Study text:
On another side, the bubble diameter in the function of time presents a linear tendency. This corresponds with the overall reactions [14] because the bubble diameter increase with the accumulated applied energy [39]. We observed results according to the distribution energy estimations (Figure 7D). The larger diameter is present at 0° and decreases as the radiating distribution increases in relation to the opposite electrode (Figure 7A–C).

The results of the simulation of the bubble domain (Figure 3) as shown below. First, we analyzed the variation of the electric field around the bubble to estimate the variations of this by edge effect around the bubble. In Figure 8A, we can observe an exponential increase of the electric field with the variations of the bubble diameter or the electrode coverage area because when the bubble increases in diameter, the edge effect of the electric field increases (Figure 8B). On the other hand, the general electric field between the two electrodes is normal, around 2 KV/cm for all bubbles diameter (Figure 8C).

Knowing that the electric field varies with bubble diameter, the next step was to study the variations of current density as a function of the bubble. The simulation shows that the variation of this variable has the same tendency are the increase in the electric field as a function of the diameter of the bubble [17] (Figure 8A) and the current density concerted in the edge of the bubble and the electrode (Figure 8B), setting a lower value at the pole of the sphere.

Analyzing the results of the simulations, we can relate the increase in the current density. The results follow the tendency of Equation (7) [38] (Figure 9). We do not include the 30 V assay in Figure 9, because the currents change are too small to appreciate changes in the range of study. For the 60 V and 100 V, the max peaks of current are shown in

Table 3. Max current density and peak rise time for 100 V.

Directions:
(a) According to the text on electrode bubbles, what is the general electric field between the two electrodes for all bubble diameters?
(b) Carry on the text on electrode bubbles from its last line.

Records supplied:
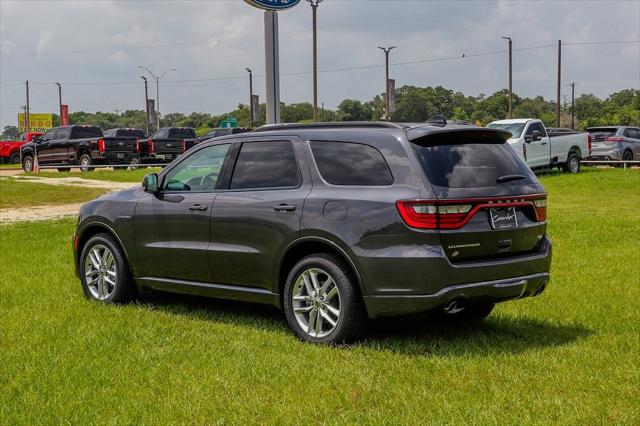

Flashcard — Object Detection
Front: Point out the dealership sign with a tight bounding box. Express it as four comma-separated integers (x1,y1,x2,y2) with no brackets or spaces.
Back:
244,0,300,10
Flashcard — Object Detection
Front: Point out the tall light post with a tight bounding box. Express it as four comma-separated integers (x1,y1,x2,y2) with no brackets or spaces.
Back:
140,75,149,136
307,0,322,122
245,68,254,127
502,37,513,118
138,65,176,129
54,81,62,126
378,46,396,120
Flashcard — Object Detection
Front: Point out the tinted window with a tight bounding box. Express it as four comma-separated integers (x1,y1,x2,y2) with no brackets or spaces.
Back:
414,143,533,188
231,141,300,189
169,129,196,139
164,145,229,191
311,141,393,186
71,127,102,139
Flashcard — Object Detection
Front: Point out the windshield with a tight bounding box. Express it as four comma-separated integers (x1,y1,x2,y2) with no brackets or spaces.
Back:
487,123,525,138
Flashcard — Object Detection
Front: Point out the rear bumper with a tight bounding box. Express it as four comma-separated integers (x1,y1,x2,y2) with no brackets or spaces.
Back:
364,272,549,318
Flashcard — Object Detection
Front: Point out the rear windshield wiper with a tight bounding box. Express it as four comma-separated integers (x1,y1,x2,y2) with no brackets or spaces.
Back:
496,175,527,183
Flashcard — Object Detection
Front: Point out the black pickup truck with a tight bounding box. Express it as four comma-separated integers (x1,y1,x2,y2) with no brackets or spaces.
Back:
185,127,253,149
20,125,140,172
140,127,196,163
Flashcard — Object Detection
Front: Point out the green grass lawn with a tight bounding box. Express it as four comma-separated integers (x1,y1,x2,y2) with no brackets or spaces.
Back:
24,167,162,183
0,178,108,208
0,169,640,425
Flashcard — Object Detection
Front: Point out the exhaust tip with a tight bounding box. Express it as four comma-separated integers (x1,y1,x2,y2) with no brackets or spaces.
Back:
443,299,464,315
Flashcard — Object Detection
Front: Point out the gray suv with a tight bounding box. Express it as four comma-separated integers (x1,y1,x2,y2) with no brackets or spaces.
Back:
73,123,551,343
587,126,640,161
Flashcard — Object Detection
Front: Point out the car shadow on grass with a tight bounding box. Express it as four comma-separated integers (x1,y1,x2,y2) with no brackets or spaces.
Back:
140,293,593,357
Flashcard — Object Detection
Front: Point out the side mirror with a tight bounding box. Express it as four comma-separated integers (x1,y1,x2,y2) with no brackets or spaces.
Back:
142,173,158,194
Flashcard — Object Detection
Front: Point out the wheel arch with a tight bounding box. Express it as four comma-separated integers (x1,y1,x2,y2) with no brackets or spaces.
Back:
276,237,364,304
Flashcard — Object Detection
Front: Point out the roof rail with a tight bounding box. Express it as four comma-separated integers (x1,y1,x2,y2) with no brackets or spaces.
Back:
254,121,405,132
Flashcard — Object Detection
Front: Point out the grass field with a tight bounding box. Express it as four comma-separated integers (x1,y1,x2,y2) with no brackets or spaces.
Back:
0,178,108,209
0,169,640,425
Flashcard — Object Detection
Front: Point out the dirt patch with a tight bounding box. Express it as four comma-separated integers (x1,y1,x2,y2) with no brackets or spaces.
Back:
0,203,82,223
9,176,139,190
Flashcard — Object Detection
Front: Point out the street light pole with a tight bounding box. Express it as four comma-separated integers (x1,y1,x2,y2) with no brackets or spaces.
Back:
502,37,513,118
138,65,176,129
378,46,396,120
140,75,149,136
245,68,254,127
307,0,322,122
55,81,62,126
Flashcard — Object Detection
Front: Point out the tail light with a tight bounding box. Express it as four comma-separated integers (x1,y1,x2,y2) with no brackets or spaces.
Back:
396,194,547,229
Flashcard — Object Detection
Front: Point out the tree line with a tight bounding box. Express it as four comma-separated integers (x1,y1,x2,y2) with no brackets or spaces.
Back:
1,86,640,139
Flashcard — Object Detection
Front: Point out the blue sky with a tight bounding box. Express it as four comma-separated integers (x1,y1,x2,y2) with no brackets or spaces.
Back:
0,0,640,126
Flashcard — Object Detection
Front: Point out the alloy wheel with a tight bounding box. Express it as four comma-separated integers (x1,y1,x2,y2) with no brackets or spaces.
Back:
291,268,341,338
84,244,118,300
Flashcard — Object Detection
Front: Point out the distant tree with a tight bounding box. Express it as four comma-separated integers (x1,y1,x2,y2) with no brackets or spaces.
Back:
0,126,20,140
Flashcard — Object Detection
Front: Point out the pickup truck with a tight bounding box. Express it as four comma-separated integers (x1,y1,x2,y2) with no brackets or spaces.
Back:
185,127,253,149
140,127,196,163
0,132,43,164
487,118,591,173
20,125,140,172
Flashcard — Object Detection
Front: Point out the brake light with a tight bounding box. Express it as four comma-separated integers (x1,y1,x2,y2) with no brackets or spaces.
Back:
604,136,624,145
396,194,547,229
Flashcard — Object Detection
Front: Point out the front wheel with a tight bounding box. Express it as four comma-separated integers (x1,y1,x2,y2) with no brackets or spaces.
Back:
564,152,580,173
78,154,94,172
80,234,136,303
22,155,33,173
283,254,366,344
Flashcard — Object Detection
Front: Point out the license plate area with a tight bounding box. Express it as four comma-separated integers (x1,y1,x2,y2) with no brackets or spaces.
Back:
489,207,518,229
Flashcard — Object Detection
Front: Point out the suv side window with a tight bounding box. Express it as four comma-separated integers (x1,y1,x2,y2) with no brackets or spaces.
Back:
310,141,393,186
163,144,229,191
230,141,300,189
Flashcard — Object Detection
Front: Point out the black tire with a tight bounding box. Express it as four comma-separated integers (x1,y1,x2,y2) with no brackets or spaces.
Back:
283,253,367,344
9,152,20,164
79,233,137,304
445,303,496,323
22,155,33,173
78,154,95,172
563,151,580,173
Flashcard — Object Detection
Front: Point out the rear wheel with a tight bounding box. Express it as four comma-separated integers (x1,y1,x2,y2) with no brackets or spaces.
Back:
564,151,580,173
9,152,20,164
78,154,94,172
22,155,33,173
80,234,136,303
283,254,366,344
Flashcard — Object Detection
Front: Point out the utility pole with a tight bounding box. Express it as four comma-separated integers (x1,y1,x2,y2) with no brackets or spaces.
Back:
55,81,62,126
245,68,254,128
24,80,31,132
556,40,562,127
138,65,176,129
307,0,322,122
140,75,149,136
502,37,513,118
378,46,396,120
571,82,576,130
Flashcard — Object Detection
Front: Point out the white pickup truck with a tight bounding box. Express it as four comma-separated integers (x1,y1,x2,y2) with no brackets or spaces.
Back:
487,118,591,173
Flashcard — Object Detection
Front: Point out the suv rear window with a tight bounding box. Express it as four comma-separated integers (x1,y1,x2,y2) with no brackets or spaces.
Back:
413,143,533,188
230,141,300,189
169,129,196,139
311,141,393,186
71,127,102,139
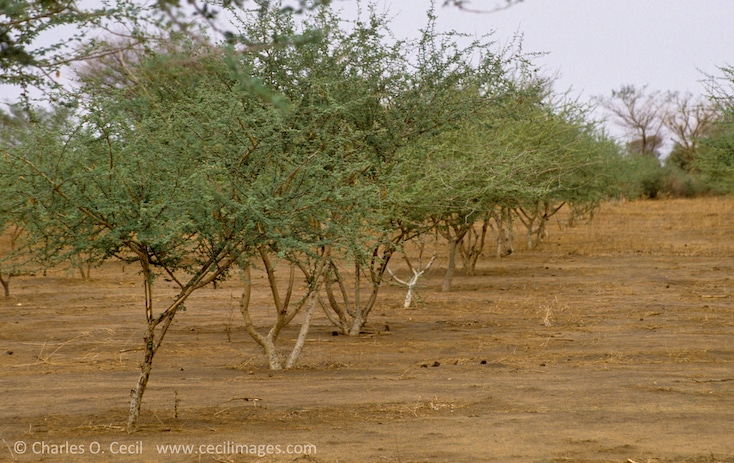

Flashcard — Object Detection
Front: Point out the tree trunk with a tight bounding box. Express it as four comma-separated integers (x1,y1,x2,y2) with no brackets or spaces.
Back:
127,312,177,432
285,289,318,368
0,273,13,299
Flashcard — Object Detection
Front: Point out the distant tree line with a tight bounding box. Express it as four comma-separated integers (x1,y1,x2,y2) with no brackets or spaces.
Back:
0,2,734,429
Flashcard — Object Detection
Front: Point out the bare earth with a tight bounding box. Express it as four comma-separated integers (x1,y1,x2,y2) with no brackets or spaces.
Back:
0,199,734,463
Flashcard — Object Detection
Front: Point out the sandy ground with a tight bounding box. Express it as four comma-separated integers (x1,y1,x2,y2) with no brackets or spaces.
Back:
0,199,734,463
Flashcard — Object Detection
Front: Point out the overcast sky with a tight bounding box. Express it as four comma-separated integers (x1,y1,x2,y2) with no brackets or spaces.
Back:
337,0,734,102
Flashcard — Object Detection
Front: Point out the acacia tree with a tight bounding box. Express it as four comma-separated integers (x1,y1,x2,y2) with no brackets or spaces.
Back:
600,85,667,159
694,66,734,193
3,43,280,429
663,92,715,172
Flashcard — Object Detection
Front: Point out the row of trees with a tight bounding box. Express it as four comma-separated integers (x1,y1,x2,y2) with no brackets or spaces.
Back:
0,4,732,429
600,82,734,197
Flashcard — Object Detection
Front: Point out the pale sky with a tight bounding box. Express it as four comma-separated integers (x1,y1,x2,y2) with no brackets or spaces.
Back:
346,0,734,98
0,0,734,136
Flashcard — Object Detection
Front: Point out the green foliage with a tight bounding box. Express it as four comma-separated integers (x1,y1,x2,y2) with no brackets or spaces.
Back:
694,67,734,194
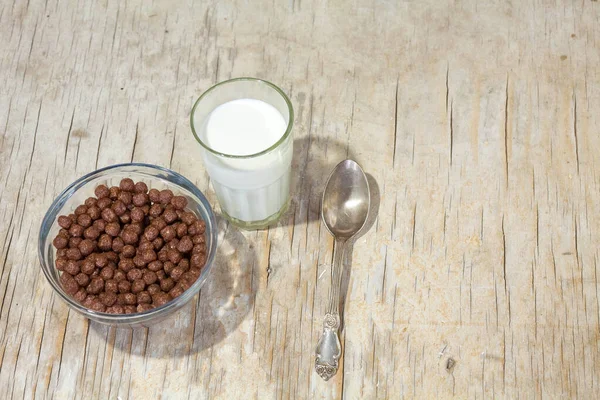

Answers by task:
(a) It is around 2 KV/cm.

(b)
Voltage [V]	$\Theta$ at Max Current	Current Peak [A/m${}^2$]	Peak Rise Time [ms]
100	0.76	165,139	43.078

.

4. Conclusions

According to the model for hydrogen formation by the electrolysis process, [14,39] the experimental measurements in Figure 1 are in accordance with the theoretical model. The bubble diameter presents a lineal tendency (Figure 7) with the time because the hydrogen formation is lineal with the quantity of applied energy. The energy distribution shows that the highest value of energy is °0; for this reason, the bubbles in this region are bigger than other regions (90–180°).

We can observe current variations along the pulse for the 100 V assay (Figure 6), but for the case of 30 V and 60 V we have not observed significant variations. This is because the electrode coverage for these assays was negligible. The simulations around the growing bubble show an increment of the local electric field in the cathode surface (Figure 8, because of this the current density suffers an increase with an exponential tendency (Figure 8). From these simulations, we can estimate the local current density changes as a function of the electrode coverage (Figure 9) and predict the peak of current density, critical electrode coverage and the time condition that can be achieved for the determinate electric field, electrical conductivity and applied voltage (Table 3).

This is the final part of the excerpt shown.